### YOUR TASK
Copy out the stretch from the start of the rows through the line that contains "(473, 251), (496, 259)", including both ends and changing nothing.

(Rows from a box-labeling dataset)

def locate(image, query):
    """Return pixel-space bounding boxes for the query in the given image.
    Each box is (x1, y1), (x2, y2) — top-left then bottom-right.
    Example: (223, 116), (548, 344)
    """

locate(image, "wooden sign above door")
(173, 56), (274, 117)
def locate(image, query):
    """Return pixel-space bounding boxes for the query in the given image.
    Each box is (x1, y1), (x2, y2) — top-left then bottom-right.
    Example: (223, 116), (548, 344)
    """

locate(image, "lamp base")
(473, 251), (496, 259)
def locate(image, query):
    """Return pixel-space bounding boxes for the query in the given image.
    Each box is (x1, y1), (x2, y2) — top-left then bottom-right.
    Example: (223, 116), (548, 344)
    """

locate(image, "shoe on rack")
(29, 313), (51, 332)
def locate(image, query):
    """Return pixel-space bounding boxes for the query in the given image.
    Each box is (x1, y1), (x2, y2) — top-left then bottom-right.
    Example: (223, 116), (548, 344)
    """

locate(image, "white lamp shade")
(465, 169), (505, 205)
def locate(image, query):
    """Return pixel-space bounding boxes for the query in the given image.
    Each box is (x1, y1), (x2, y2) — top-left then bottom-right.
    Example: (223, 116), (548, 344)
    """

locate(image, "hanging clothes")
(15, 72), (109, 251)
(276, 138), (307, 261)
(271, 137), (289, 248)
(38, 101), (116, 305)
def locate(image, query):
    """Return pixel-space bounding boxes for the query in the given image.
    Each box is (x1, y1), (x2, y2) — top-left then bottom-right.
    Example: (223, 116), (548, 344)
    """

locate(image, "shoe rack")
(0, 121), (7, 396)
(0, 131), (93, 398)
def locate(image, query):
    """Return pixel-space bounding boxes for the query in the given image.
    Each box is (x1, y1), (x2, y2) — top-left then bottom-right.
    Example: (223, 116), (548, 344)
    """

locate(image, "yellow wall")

### CORRECT RESULT
def locate(image, query):
    """Return pixel-space bounding boxes for the query in the given image.
    Each box is (x1, y1), (x2, y2) — top-left then bottom-right.
    Example: (223, 116), (548, 344)
    """

locate(image, "wooden sign above door")
(173, 56), (274, 117)
def locate(image, query):
    """Return pixel-space bounding boxes for the query in the given image.
    Each box is (x1, y1), (x2, y2) — top-left then bottom-right.
    Example: (223, 116), (548, 344)
    """

locate(image, "lamp base")
(473, 251), (496, 259)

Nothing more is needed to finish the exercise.